▸ **YOUR OBJECTIVE**
Please transcribe the data below in full. Omit any picture you find in it.

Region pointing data
···

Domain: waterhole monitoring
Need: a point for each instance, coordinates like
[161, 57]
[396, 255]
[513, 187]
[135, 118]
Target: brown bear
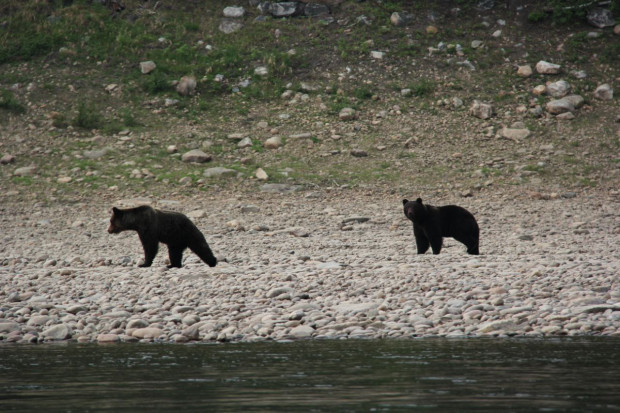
[171, 228]
[431, 224]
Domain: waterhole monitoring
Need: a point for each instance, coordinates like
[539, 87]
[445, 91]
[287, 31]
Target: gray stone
[302, 332]
[148, 332]
[7, 159]
[248, 209]
[25, 171]
[556, 107]
[604, 92]
[356, 308]
[547, 68]
[236, 136]
[496, 326]
[280, 188]
[316, 10]
[358, 220]
[273, 143]
[77, 308]
[481, 110]
[524, 71]
[377, 55]
[96, 153]
[7, 327]
[245, 143]
[399, 19]
[137, 323]
[347, 114]
[286, 9]
[219, 171]
[186, 85]
[147, 67]
[261, 71]
[275, 292]
[234, 11]
[108, 338]
[576, 100]
[57, 332]
[558, 89]
[515, 134]
[264, 7]
[228, 26]
[197, 156]
[599, 17]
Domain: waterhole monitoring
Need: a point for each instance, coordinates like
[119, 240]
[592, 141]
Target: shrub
[10, 103]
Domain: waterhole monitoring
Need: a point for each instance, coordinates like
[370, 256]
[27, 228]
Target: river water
[509, 375]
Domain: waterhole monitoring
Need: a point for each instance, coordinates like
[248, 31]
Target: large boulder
[286, 9]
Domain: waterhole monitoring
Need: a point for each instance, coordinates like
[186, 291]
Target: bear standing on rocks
[431, 224]
[154, 226]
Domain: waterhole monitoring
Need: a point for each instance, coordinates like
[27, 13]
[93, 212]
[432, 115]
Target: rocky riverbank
[312, 265]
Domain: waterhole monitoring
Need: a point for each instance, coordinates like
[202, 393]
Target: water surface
[571, 374]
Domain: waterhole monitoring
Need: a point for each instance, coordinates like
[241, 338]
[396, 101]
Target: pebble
[292, 283]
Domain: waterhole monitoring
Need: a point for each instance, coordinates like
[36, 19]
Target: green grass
[422, 87]
[9, 103]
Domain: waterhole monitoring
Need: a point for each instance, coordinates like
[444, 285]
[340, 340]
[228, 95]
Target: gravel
[291, 270]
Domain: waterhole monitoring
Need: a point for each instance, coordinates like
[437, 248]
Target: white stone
[604, 92]
[558, 106]
[196, 155]
[547, 68]
[147, 67]
[524, 71]
[245, 143]
[234, 11]
[186, 85]
[558, 89]
[261, 175]
[273, 143]
[377, 55]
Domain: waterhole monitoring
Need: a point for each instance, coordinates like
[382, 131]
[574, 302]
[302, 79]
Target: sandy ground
[313, 264]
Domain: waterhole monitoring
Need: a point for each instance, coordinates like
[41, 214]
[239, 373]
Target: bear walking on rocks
[431, 224]
[171, 228]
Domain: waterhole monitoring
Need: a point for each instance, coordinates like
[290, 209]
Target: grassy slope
[70, 54]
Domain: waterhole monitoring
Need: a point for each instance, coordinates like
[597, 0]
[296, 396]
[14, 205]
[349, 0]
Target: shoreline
[305, 267]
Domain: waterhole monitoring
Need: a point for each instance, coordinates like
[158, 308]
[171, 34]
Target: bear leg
[421, 240]
[436, 244]
[150, 247]
[201, 248]
[175, 254]
[470, 237]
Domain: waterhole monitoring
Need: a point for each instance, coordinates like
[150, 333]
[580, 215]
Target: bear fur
[431, 224]
[171, 228]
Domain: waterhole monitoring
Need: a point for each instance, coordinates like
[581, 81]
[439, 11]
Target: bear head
[415, 210]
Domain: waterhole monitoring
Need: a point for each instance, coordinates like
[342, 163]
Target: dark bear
[431, 224]
[154, 226]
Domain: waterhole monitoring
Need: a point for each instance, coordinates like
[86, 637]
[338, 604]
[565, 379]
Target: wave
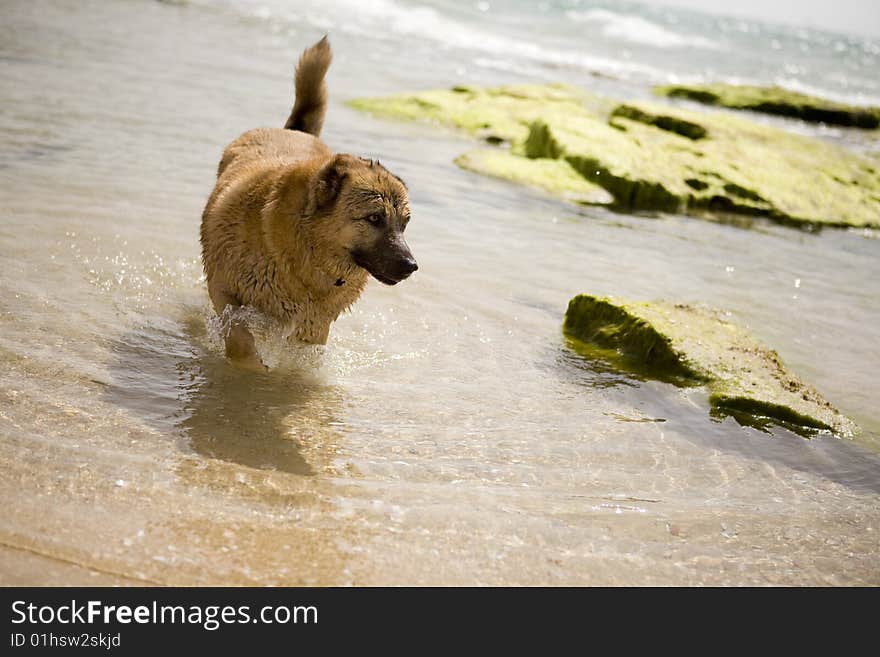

···

▸ **ANSWER SECTION**
Domain: waterhole monitoring
Need: a point for each instance, coordinates like
[161, 57]
[396, 255]
[513, 187]
[135, 118]
Target: brown bear
[171, 228]
[431, 224]
Domain: waterhole monitoring
Need: a point for each instance, coordinates like
[539, 87]
[445, 91]
[287, 31]
Target: gray stone
[302, 332]
[148, 332]
[7, 159]
[248, 209]
[25, 171]
[556, 107]
[604, 92]
[356, 308]
[547, 68]
[236, 136]
[496, 326]
[280, 188]
[316, 10]
[358, 220]
[273, 143]
[77, 308]
[481, 110]
[524, 71]
[377, 55]
[96, 153]
[7, 327]
[245, 143]
[399, 19]
[137, 323]
[347, 114]
[286, 9]
[219, 171]
[186, 85]
[147, 67]
[261, 71]
[275, 292]
[234, 11]
[108, 338]
[576, 100]
[57, 332]
[558, 89]
[515, 134]
[264, 7]
[228, 26]
[197, 156]
[599, 17]
Domain: waterhole monitoring
Need: a point for each instance, coordinates like
[119, 240]
[592, 141]
Target: shrub
[10, 103]
Domain: waterhole monitoring
Need: a point for each instance, coordinates like
[370, 256]
[27, 228]
Target: river water
[509, 375]
Domain: waterhole monitoring
Need: a point for each instance, coordinates like
[248, 31]
Target: large boulder
[286, 9]
Domain: waterhole monitoring
Need: a point for each instance, coordinates like
[186, 291]
Target: bear standing on rocks
[431, 224]
[154, 226]
Domain: waterhole monitoring
Need: a point for each instance, coordinates like
[27, 13]
[93, 212]
[432, 115]
Target: rocky riverbank
[312, 265]
Domain: waterhole monitoring
Need: a point for each instance, coordinates like
[202, 393]
Target: water surface
[571, 374]
Domain: waterhole monitoring
Need: a point for each instance, coordinates like
[241, 338]
[396, 101]
Target: pebble
[292, 283]
Domain: waterhole monitoring
Need: a point for each instance, coordinates like
[36, 19]
Target: green grass
[422, 87]
[9, 103]
Domain: waterhole monitoring
Need: a point for each instance, coordinates like
[444, 285]
[340, 340]
[228, 95]
Target: gravel
[291, 270]
Domain: waterhole monitoring
Need: a point for each instance, coordinates like
[437, 248]
Target: white stone
[604, 92]
[558, 106]
[196, 155]
[547, 68]
[147, 67]
[524, 71]
[245, 143]
[234, 11]
[186, 85]
[558, 89]
[261, 175]
[273, 143]
[377, 55]
Domain: waterhole monitoring
Need: a point for each instance, coordinates like
[382, 131]
[574, 302]
[302, 79]
Target: sandy ground
[313, 264]
Domain: waterhole monitoring
Need: a point for each instance, coordinates like
[41, 214]
[239, 373]
Target: bear walking on rocks
[431, 224]
[171, 228]
Domain: waterhole monitoring
Need: a point for each instance, coordinates like
[290, 209]
Target: grassy slope
[70, 54]
Domain: waterhole monitoring
Need: a point for each instance, coordinates like
[597, 0]
[296, 396]
[14, 205]
[349, 0]
Target: shoreline
[305, 267]
Domain: waterhole monitoring
Need: a point for each instance, coordinates like
[158, 308]
[171, 34]
Target: bear leg
[421, 240]
[436, 244]
[150, 247]
[201, 248]
[175, 254]
[470, 237]
Domain: waterhole monitoring
Need: a point for each instance, coordinates like
[150, 333]
[580, 215]
Target: bear fur
[431, 224]
[171, 228]
Domain: waterhole monitoring
Need: a point for each instance, coordinates like
[581, 81]
[439, 11]
Target: bear head
[415, 210]
Domain: waterhole monitoring
Need: a point for each instance, coordinates like
[342, 163]
Target: dark bear
[431, 224]
[154, 226]
Domain: waterhole monitoring
Need: a point for each instance, coordinates like
[86, 637]
[338, 604]
[565, 379]
Target: wave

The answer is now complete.